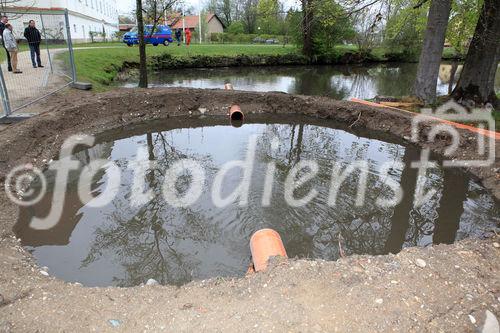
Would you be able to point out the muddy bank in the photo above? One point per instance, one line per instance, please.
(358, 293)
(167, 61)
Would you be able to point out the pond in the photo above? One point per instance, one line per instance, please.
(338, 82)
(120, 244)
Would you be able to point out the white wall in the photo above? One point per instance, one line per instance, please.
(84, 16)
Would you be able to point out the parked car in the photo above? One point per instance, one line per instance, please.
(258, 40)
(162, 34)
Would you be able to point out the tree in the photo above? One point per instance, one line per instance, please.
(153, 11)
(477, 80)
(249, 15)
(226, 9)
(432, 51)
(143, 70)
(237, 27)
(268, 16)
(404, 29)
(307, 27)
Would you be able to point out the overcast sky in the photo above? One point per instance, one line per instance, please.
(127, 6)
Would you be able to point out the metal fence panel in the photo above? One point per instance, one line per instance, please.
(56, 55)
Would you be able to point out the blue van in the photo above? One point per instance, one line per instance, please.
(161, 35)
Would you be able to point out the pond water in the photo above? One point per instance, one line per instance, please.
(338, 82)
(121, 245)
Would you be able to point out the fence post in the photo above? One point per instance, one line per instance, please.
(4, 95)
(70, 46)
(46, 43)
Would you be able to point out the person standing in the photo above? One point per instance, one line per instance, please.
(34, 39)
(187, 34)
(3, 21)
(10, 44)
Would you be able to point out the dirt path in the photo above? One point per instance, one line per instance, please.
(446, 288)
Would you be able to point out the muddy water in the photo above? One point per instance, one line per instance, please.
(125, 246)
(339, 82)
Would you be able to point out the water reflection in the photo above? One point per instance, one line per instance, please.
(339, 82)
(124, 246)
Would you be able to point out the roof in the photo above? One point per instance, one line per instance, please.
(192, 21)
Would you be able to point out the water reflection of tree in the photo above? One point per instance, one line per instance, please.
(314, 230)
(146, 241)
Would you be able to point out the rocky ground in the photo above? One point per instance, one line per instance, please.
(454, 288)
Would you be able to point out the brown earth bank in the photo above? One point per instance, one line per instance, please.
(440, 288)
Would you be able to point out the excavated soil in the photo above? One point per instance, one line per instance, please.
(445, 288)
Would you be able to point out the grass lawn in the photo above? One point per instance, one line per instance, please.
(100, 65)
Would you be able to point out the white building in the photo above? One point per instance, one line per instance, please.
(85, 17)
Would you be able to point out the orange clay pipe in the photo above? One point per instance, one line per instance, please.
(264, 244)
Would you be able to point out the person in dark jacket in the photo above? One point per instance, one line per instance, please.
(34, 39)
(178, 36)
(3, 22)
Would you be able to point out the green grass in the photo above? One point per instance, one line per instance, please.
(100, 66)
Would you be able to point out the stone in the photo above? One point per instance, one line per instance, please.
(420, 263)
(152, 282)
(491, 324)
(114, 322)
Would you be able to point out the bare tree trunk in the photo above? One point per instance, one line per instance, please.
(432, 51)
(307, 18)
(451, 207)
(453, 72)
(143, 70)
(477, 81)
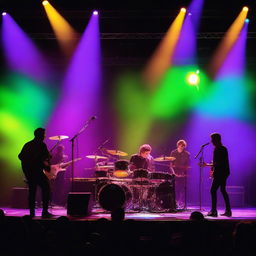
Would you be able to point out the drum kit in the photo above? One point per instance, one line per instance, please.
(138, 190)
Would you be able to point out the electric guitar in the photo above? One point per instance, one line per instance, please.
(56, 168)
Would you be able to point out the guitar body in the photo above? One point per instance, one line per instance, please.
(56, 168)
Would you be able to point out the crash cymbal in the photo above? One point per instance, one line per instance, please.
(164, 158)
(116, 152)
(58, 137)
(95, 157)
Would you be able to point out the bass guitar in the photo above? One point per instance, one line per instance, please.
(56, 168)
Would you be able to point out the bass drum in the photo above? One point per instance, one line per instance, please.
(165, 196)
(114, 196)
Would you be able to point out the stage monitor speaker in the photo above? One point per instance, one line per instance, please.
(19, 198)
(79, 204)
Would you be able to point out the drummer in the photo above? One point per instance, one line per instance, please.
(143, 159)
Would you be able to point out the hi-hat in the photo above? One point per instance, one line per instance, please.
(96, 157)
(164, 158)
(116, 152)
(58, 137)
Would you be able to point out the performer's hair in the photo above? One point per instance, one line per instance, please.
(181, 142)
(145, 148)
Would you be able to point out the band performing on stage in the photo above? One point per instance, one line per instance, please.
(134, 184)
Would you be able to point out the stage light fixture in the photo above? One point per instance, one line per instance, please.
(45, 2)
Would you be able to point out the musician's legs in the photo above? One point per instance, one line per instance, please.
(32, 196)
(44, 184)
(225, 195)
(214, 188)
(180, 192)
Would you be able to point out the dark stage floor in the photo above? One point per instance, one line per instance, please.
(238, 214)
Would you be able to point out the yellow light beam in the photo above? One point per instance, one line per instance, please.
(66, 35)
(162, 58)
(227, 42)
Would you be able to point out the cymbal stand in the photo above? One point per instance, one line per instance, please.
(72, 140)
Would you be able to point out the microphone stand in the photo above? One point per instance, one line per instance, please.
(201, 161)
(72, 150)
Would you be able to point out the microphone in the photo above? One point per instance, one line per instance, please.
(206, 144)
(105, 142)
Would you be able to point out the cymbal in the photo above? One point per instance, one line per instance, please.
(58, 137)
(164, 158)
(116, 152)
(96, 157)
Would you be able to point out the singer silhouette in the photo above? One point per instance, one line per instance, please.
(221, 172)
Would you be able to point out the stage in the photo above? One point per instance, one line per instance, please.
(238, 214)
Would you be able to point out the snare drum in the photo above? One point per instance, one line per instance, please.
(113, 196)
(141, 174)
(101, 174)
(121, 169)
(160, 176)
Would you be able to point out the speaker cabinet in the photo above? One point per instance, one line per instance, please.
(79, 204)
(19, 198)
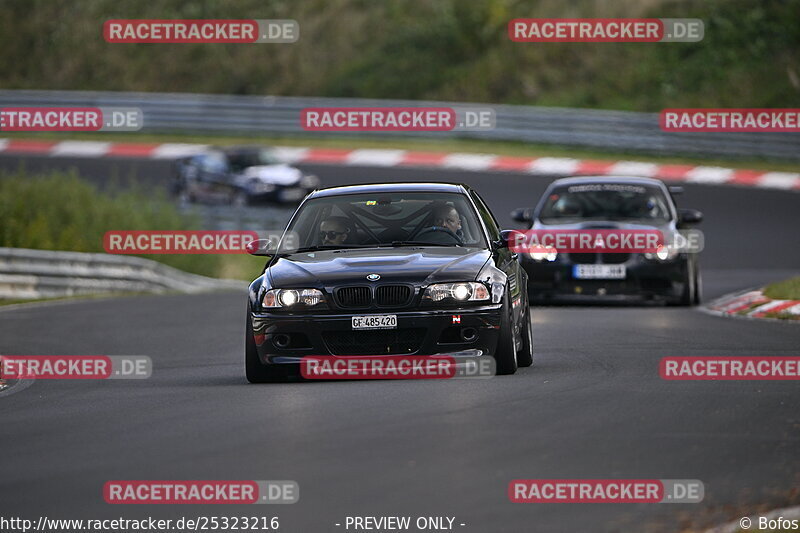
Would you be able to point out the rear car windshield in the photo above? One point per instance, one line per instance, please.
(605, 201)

*****

[Exercise brief] Repeat, exactly and in full, all records above, but include no pictures.

[Solution]
Would you be able to point out the muddy bank in the photo above? One point per instance, one line per instance, please.
(358, 293)
(167, 61)
Would you be able to point out the pond in the photo above? One point per instance, one line per instance, please.
(338, 82)
(120, 244)
Would you be able to point out the white wall in the photo above? One point per instance, one line per instance, please.
(84, 16)
Would you be able to point out the parked car in the photo above? One point per instance, one line per instance, please.
(258, 40)
(162, 34)
Would you be able to point out the tree in the photo above? One point per instance, one line per instance, please.
(153, 11)
(477, 80)
(249, 15)
(226, 9)
(432, 51)
(143, 70)
(237, 27)
(268, 16)
(404, 29)
(307, 27)
Would you be able to point out the overcast sky in the photo above? One point per instance, one line per instance, please.
(127, 6)
Would you be able to point out the metal fence panel in the photo above? One point per instance, one line per instance, please.
(56, 55)
Would you be able to point out the blue van in the photo above? One point per instance, one line per instance, please.
(161, 35)
Would you be able to point out the pond water in the photo above? One point per instance, one line per instance, please.
(338, 82)
(121, 245)
Would you be able to point out the fence post in the photo above? One point per instance, one line per instance, please.
(4, 95)
(70, 46)
(46, 43)
Would you be able to point out the person standing in the photo above? One point per instance, one line per instance, please.
(34, 39)
(187, 34)
(3, 21)
(10, 44)
Would you be able to point out the dirt path in the photo above? One point per instance, one line per instance, please.
(446, 288)
Would you be able to point out the muddy water in the photo above? One point per instance, one line per instance, please.
(125, 246)
(339, 82)
Would you be able to point out the water reflection in the photo above? One point per instance, one line per instance, please.
(339, 82)
(124, 246)
Would you be able to point out the roof in the photo above? One point per instance, one line per instance, please.
(192, 21)
Would you be able to point out the water reflection of tree in the photo above? One point per instance, one line per instance, please.
(314, 230)
(146, 241)
Would you be able to point out the rocky ground in the photo above? One point per instance, one line per instance, please.
(454, 288)
Would you be able to point out the brown earth bank in the photo above? One point per instance, one line per instance, please.
(440, 288)
Would you be able to point out the excavated soil in the photo above? One point per instance, one line per instance, please.
(445, 288)
Would you be able to point out the grass lawn in the photo above? One point per instance, one line per instance, please.
(100, 65)
Would you be able to point out the white building in the photo above? One point per instance, one line per instance, please.
(85, 17)
Would you be able to point out the orange clay pipe in the photo above? One point per instance, one line per instance, please.
(264, 244)
Would you be able to point out the person in dark jacket in the photo above? One point per instance, one line per instance, please.
(34, 39)
(178, 36)
(3, 22)
Would you be able to point out the green grass in the photo above? One point per instance, one line per instance, please.
(100, 66)
Would you be able to point out the stone in the photo above? One point per instance, one line per instance, please.
(420, 263)
(152, 282)
(491, 324)
(114, 322)
Would you be able to point out the bare tree trunk in the photo above? One point per instance, one line per instance, please.
(432, 51)
(307, 18)
(451, 207)
(453, 72)
(143, 70)
(477, 81)
Would you be able to point out the drum kit in the photo above? One point per instance, one line per instance, please.
(138, 190)
Would you be able to point out the electric guitar in the photo above? One point per instance, one line per instance, please.
(56, 168)
Would you be able to point out the guitar body in the photo above? One point per instance, one line per instance, please.
(56, 168)
Would you be able to point out the crash cymbal in the photo above? One point per instance, one line per instance, please.
(164, 158)
(116, 152)
(58, 137)
(95, 157)
Would you be able to point out the bass guitar in the photo above? One point per instance, one line per instance, please.
(56, 168)
Would you be able to point out the bass drum in the photo above? One point per instance, one line per instance, please.
(165, 196)
(114, 196)
Would you be able to point out the stage monitor speaker in the photo above? One point per instance, one line per instance, please.
(19, 198)
(79, 204)
Would you be able to point out the drummer in the photo above? One point per instance, one line per instance, please.
(143, 159)
Would you be able to point out the hi-hat in the photo above? One point per instance, one line per instance, please.
(96, 157)
(164, 158)
(116, 152)
(58, 137)
Would you be able to point out the performer's hair in the photo above? One point per instance, one line per instance, please.
(181, 142)
(145, 148)
Would you be able to point out the band performing on stage in the photo above? One point per instance, one line per instance, please.
(134, 184)
Would you be able to point out the stage light fixture in the photo above? One point per instance, one line per instance, please.
(45, 2)
Would you be able to point out the musician's legs in the photo above? One point per instance, one line per instance, please.
(32, 196)
(44, 184)
(225, 195)
(214, 188)
(180, 192)
Would you be able to point out the dark stage floor in the photo above? One point per instance, one line per instance, please.
(238, 214)
Would you be able to point out the yellow light beam in the photo above? One point per instance, one line per instance, please.
(66, 35)
(162, 58)
(227, 42)
Would you be able to point out the cymbal stand in the photo above? One point per instance, one line per instance, please.
(72, 140)
Would you be able to point out the microphone stand in the photo above? One point per instance, one line per instance, please.
(201, 161)
(72, 150)
Would you be able to point out the microphone in the photo above? One point per instance, one line per instance, please.
(206, 144)
(105, 142)
Would you be able to point out the cymbal in the photo above? One point per instance, one line per instance, please.
(58, 137)
(164, 158)
(116, 152)
(96, 157)
Would you be able to point out the singer silhouette in the photo above? One point per instance, one line per instance, please.
(221, 172)
Would you be able to point out the stage in the photo above? One point per instance, one line per instance, please.
(238, 214)
Would you be able to point out the snare drum in the photo above? One point per instance, one line per instance, please.
(113, 196)
(141, 174)
(101, 174)
(121, 169)
(160, 176)
Would you be able to point out the speaker cabinet in the photo above? One point per instance, one line per instance, please.
(79, 204)
(19, 198)
Would you be able to point out the rear car windshield in the photo above? One point per instance, one line per instance, please.
(605, 201)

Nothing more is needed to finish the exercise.